Assigned task: Take the data below and copy exactly the lines starting at the one with "72L295 68L289 66L265" and finishing at the one with "box: [270, 65, 395, 400]", both included.
----- Information supplied -----
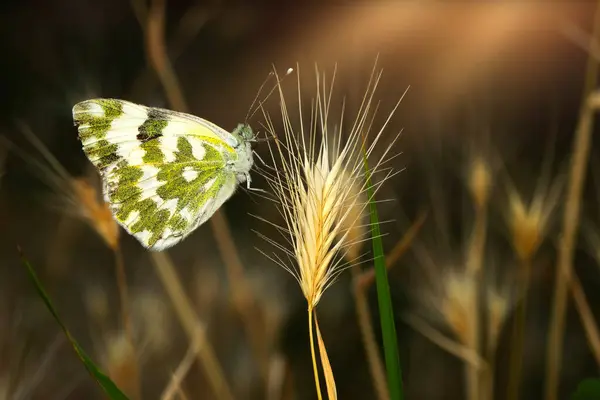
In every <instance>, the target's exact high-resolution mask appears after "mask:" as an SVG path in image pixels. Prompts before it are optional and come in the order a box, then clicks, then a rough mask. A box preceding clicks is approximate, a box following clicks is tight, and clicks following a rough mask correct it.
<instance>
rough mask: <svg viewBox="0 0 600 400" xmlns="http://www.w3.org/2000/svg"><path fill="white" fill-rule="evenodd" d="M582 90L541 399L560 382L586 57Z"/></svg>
mask: <svg viewBox="0 0 600 400" xmlns="http://www.w3.org/2000/svg"><path fill="white" fill-rule="evenodd" d="M599 33H600V7H599V6H597V7H596V15H595V17H594V29H593V36H592V38H594V39H595V38H596V37H597V36H598V34H599ZM586 68H587V70H586V77H585V87H584V93H583V97H582V102H583V104H582V106H581V111H580V118H579V122H578V125H577V129H576V132H575V138H574V141H573V156H572V160H571V171H570V174H569V189H568V194H567V200H566V204H565V209H564V214H563V231H562V235H561V241H560V246H559V249H558V263H557V266H556V278H555V283H554V304H553V311H552V319H551V322H550V332H549V334H548V347H547V350H546V352H547V357H546V360H547V364H546V384H545V398H546V399H547V400H556V399H557V398H558V388H559V381H560V364H561V361H562V349H563V339H564V328H565V317H566V310H567V300H568V297H567V291H568V287H569V285H570V284H571V276H572V273H573V252H574V247H575V242H576V236H577V230H578V227H579V209H580V203H581V195H582V192H583V183H584V181H585V175H586V166H587V161H588V156H589V152H590V147H591V136H592V127H593V112H594V111H593V110H592V108H591V107H590V106H589V104H588V97H589V94H590V93H591V92H592V90H593V89H594V88H595V86H596V83H597V79H598V62H597V61H596V60H595V59H594V58H593V57H592V56H591V55H590V56H589V57H588V63H587V67H586Z"/></svg>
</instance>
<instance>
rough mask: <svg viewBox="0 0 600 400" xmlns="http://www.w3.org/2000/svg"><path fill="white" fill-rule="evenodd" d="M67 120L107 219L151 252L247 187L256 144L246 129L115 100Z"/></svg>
mask: <svg viewBox="0 0 600 400" xmlns="http://www.w3.org/2000/svg"><path fill="white" fill-rule="evenodd" d="M73 121H74V123H75V125H76V126H77V127H78V131H79V138H80V140H81V142H82V145H83V151H84V152H85V154H86V156H87V158H88V159H89V160H90V161H91V162H92V164H94V166H95V167H96V168H97V169H98V171H99V172H100V175H101V177H102V184H103V194H104V200H105V202H106V203H107V204H108V206H109V208H110V210H111V211H112V214H113V216H114V217H115V219H116V221H117V222H118V223H119V224H120V225H121V226H122V227H123V228H124V229H125V230H126V231H127V232H128V233H129V234H131V235H133V236H134V237H135V238H136V239H137V240H138V241H139V242H140V243H141V244H142V245H143V246H144V247H145V248H147V249H149V250H151V251H162V250H165V249H168V248H169V247H172V246H174V245H175V244H177V243H179V242H181V241H182V240H183V239H184V238H186V237H187V236H188V235H189V234H191V233H192V232H193V231H194V230H195V229H196V228H198V227H199V226H200V225H202V224H203V223H204V222H206V221H207V220H208V219H209V218H210V217H211V216H212V215H213V214H214V213H215V212H216V211H217V210H218V209H219V208H220V207H221V206H222V205H223V203H225V201H227V200H228V199H229V198H230V197H231V196H232V195H233V193H234V192H235V190H236V189H237V187H238V186H239V185H240V184H243V183H244V182H246V185H247V187H248V188H249V189H250V183H251V179H250V169H251V168H252V165H253V158H252V147H251V143H252V142H253V141H256V139H255V134H254V132H253V131H252V128H251V127H250V126H249V125H248V124H239V125H238V126H237V127H236V128H235V129H234V130H233V131H232V132H228V131H227V130H225V129H223V128H221V127H219V126H217V125H215V124H213V123H211V122H209V121H207V120H204V119H202V118H199V117H196V116H194V115H190V114H185V113H181V112H176V111H171V110H166V109H161V108H154V107H146V106H142V105H139V104H134V103H131V102H128V101H124V100H118V99H92V100H86V101H82V102H80V103H77V104H75V106H74V107H73Z"/></svg>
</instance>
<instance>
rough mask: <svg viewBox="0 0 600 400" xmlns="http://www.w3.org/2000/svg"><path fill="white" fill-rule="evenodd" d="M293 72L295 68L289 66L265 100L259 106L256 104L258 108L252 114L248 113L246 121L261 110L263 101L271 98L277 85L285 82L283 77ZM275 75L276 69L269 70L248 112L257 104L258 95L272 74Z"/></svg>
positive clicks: (267, 93) (277, 81) (274, 84)
mask: <svg viewBox="0 0 600 400" xmlns="http://www.w3.org/2000/svg"><path fill="white" fill-rule="evenodd" d="M292 72H294V68H288V69H287V71H286V73H285V75H284V76H283V78H281V79H277V82H276V83H275V84H274V85H273V87H272V88H271V90H269V93H267V95H266V96H265V98H264V99H263V100H261V101H260V103H259V104H258V106H256V108H255V109H254V111H252V114H250V115H249V116H248V114H246V119H245V121H248V120H249V119H250V118H252V117H253V116H254V114H256V112H257V111H258V110H260V108H261V107H262V105H263V103H264V102H265V101H267V100H268V99H269V97H271V95H272V94H273V92H274V91H275V89H277V86H278V85H280V84H281V82H283V79H284V78H285V77H286V76H288V75H289V74H291V73H292ZM273 75H275V72H274V71H271V72H269V75H268V76H267V79H265V81H264V82H263V83H262V85H260V88H259V89H258V93H256V97H255V98H254V101H253V102H252V105H251V106H250V109H249V110H248V113H250V111H251V110H252V108H253V107H254V105H255V104H256V101H257V100H258V97H259V96H260V92H261V91H262V89H263V87H264V86H265V84H266V83H267V81H268V80H269V78H271V76H273Z"/></svg>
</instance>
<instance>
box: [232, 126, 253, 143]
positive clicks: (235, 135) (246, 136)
mask: <svg viewBox="0 0 600 400" xmlns="http://www.w3.org/2000/svg"><path fill="white" fill-rule="evenodd" d="M233 134H234V135H235V136H237V137H238V138H239V139H241V141H242V142H253V141H255V139H256V135H254V131H253V130H252V128H251V127H250V125H248V124H238V126H237V127H236V128H235V129H234V131H233Z"/></svg>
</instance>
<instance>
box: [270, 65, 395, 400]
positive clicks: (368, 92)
mask: <svg viewBox="0 0 600 400" xmlns="http://www.w3.org/2000/svg"><path fill="white" fill-rule="evenodd" d="M297 73H298V93H297V95H298V103H299V105H300V106H299V107H300V109H299V110H298V120H299V123H298V124H294V123H292V120H291V117H290V115H289V113H288V109H287V106H286V100H285V96H284V93H283V88H282V86H281V84H278V89H279V95H280V104H281V116H282V121H283V122H282V127H281V128H279V127H275V125H274V123H273V121H272V119H271V117H270V115H268V114H266V115H265V117H266V119H267V129H268V131H269V132H270V133H271V135H273V137H275V138H276V139H275V144H274V145H272V146H270V150H271V160H272V166H270V167H268V169H267V170H265V172H264V176H265V177H266V179H267V181H268V182H269V186H270V187H271V189H272V191H273V192H274V194H275V197H276V199H277V204H278V206H279V211H280V213H281V215H282V218H283V219H284V221H285V225H284V226H277V228H278V230H279V231H280V232H281V233H282V235H283V237H284V240H285V242H286V243H287V244H289V246H290V247H291V250H289V249H288V248H287V246H285V245H281V244H279V243H278V242H277V241H275V240H273V239H272V238H268V237H264V238H265V239H266V240H267V241H268V242H270V243H272V244H274V245H275V246H276V247H277V248H278V249H279V250H281V251H282V252H283V253H284V255H285V257H286V258H288V259H289V260H290V262H286V261H284V260H283V259H282V258H281V257H279V256H278V255H276V254H274V255H273V256H272V257H270V258H271V259H272V260H273V261H275V262H276V263H278V264H279V265H281V266H282V267H283V268H285V269H286V270H287V271H289V272H290V273H291V274H292V275H293V276H294V278H295V279H296V281H297V282H298V284H299V285H300V288H301V290H302V293H303V294H304V297H305V298H306V301H307V304H308V326H309V336H310V344H311V355H312V360H313V370H314V376H315V385H316V389H317V395H318V397H319V399H321V398H322V394H321V388H320V380H319V373H318V370H319V369H318V367H317V362H316V355H315V343H314V338H313V328H312V326H313V320H314V324H315V328H316V332H317V344H318V348H319V354H320V358H321V364H322V367H323V372H324V375H325V382H326V387H327V392H328V396H329V398H337V392H336V389H335V380H334V378H333V371H332V370H331V366H330V364H329V360H328V356H327V352H326V347H325V344H324V342H323V340H322V337H321V332H320V330H319V325H318V319H317V314H316V307H317V304H318V303H319V301H320V300H321V298H322V296H323V293H324V292H325V290H327V288H328V287H329V286H330V285H331V284H333V282H334V281H335V280H336V278H337V276H338V275H339V274H340V273H341V272H342V271H343V270H344V268H346V267H347V266H348V263H347V262H344V256H348V255H358V254H359V251H360V243H361V242H362V241H363V240H364V236H365V230H362V229H360V228H358V227H360V226H362V225H363V224H362V220H364V210H365V207H366V206H367V204H368V202H367V201H366V198H365V195H364V194H365V193H366V187H365V180H364V168H363V161H362V158H361V152H362V151H365V156H366V157H369V156H370V155H371V153H372V151H373V149H374V147H375V146H376V145H377V142H378V140H379V138H380V137H381V134H382V132H383V130H384V129H385V126H386V125H387V121H389V119H390V118H391V116H392V114H393V111H392V113H391V114H390V115H389V117H388V118H387V120H386V123H385V124H384V125H383V126H382V127H381V129H380V130H379V131H378V132H377V133H376V135H375V136H374V138H373V139H371V141H370V143H366V141H367V139H366V138H367V137H368V133H369V131H370V130H371V124H370V122H369V118H370V117H371V109H372V107H373V95H374V92H375V89H376V88H377V84H378V82H379V79H380V76H381V75H380V73H379V74H377V75H374V74H373V75H372V76H371V81H370V82H369V85H368V89H367V91H366V94H365V97H364V98H363V102H362V104H361V106H360V109H359V111H358V113H357V116H356V119H355V122H354V124H353V126H352V127H351V128H350V129H347V128H345V127H344V126H343V122H342V121H343V113H342V116H340V120H339V121H340V122H339V126H338V127H337V128H336V129H335V130H334V131H333V132H332V131H331V130H330V126H331V124H332V121H331V120H330V114H329V113H330V109H329V107H330V102H331V97H332V91H333V82H334V81H335V72H334V74H333V77H332V78H331V82H330V83H329V86H328V83H327V81H326V77H325V75H324V74H322V73H320V72H319V71H318V70H316V92H317V95H316V99H314V101H313V105H314V106H313V108H312V109H311V119H310V121H309V122H308V123H307V122H306V121H304V119H303V112H302V106H301V104H302V98H301V93H300V71H297ZM277 79H278V81H279V78H278V77H277ZM396 107H397V105H396ZM394 110H395V109H394ZM342 132H344V133H345V135H346V137H342ZM394 141H395V139H394V140H393V141H392V142H391V144H390V145H389V146H388V148H387V150H386V151H385V152H384V155H383V157H382V158H381V159H380V160H378V161H376V162H375V163H374V164H373V167H372V170H373V171H378V170H379V169H380V165H381V164H382V161H383V160H384V159H385V156H386V155H387V153H388V151H389V149H390V148H391V146H392V145H393V143H394ZM363 146H366V147H363ZM389 176H390V173H388V174H387V175H386V176H385V177H384V178H383V179H382V180H381V181H380V182H379V183H378V186H380V185H381V184H382V183H383V181H385V179H387V178H388V177H389ZM292 260H293V261H292ZM365 323H366V322H365Z"/></svg>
-----
Solution for this exercise:
rough mask: <svg viewBox="0 0 600 400" xmlns="http://www.w3.org/2000/svg"><path fill="white" fill-rule="evenodd" d="M293 72L295 68L289 66L265 100L259 106L256 104L258 108L252 114L248 113L246 121L261 110L263 101L271 98L277 85L285 82L283 77ZM275 75L276 69L269 70L248 112L257 104L258 95L272 74Z"/></svg>
positive clicks: (267, 93) (277, 81) (274, 84)
mask: <svg viewBox="0 0 600 400" xmlns="http://www.w3.org/2000/svg"><path fill="white" fill-rule="evenodd" d="M292 72H294V68H288V69H287V71H286V73H285V75H284V76H283V78H281V79H277V82H276V83H275V84H274V85H273V87H272V88H271V90H269V93H267V95H266V96H265V98H264V99H263V100H261V101H260V103H259V104H258V106H256V108H255V109H254V111H252V114H250V115H249V116H248V114H246V119H245V121H248V120H249V119H250V118H252V117H253V116H254V114H256V112H257V111H258V110H260V108H261V107H262V105H263V103H264V102H265V101H267V100H268V99H269V97H271V95H272V94H273V92H274V91H275V89H277V86H278V85H280V84H281V82H283V79H284V78H285V77H286V76H288V75H289V74H291V73H292ZM273 75H275V72H274V71H271V72H269V75H268V76H267V79H265V81H264V82H263V83H262V85H260V88H259V89H258V93H256V97H255V98H254V101H253V102H252V105H251V106H250V109H249V110H248V113H250V111H251V110H252V108H253V107H254V105H255V104H256V101H257V100H258V97H259V96H260V92H261V91H262V89H263V87H264V86H265V84H266V83H267V81H268V80H269V78H271V76H273Z"/></svg>
</instance>
<instance>
box: [232, 126, 253, 143]
positive clicks: (235, 135) (246, 136)
mask: <svg viewBox="0 0 600 400" xmlns="http://www.w3.org/2000/svg"><path fill="white" fill-rule="evenodd" d="M233 134H234V135H235V136H237V137H238V138H239V139H241V141H242V142H253V141H255V139H256V135H254V131H253V130H252V128H251V127H250V125H248V124H238V126H237V127H236V128H235V129H234V131H233Z"/></svg>
</instance>
<instance>
box: [270, 65, 395, 400]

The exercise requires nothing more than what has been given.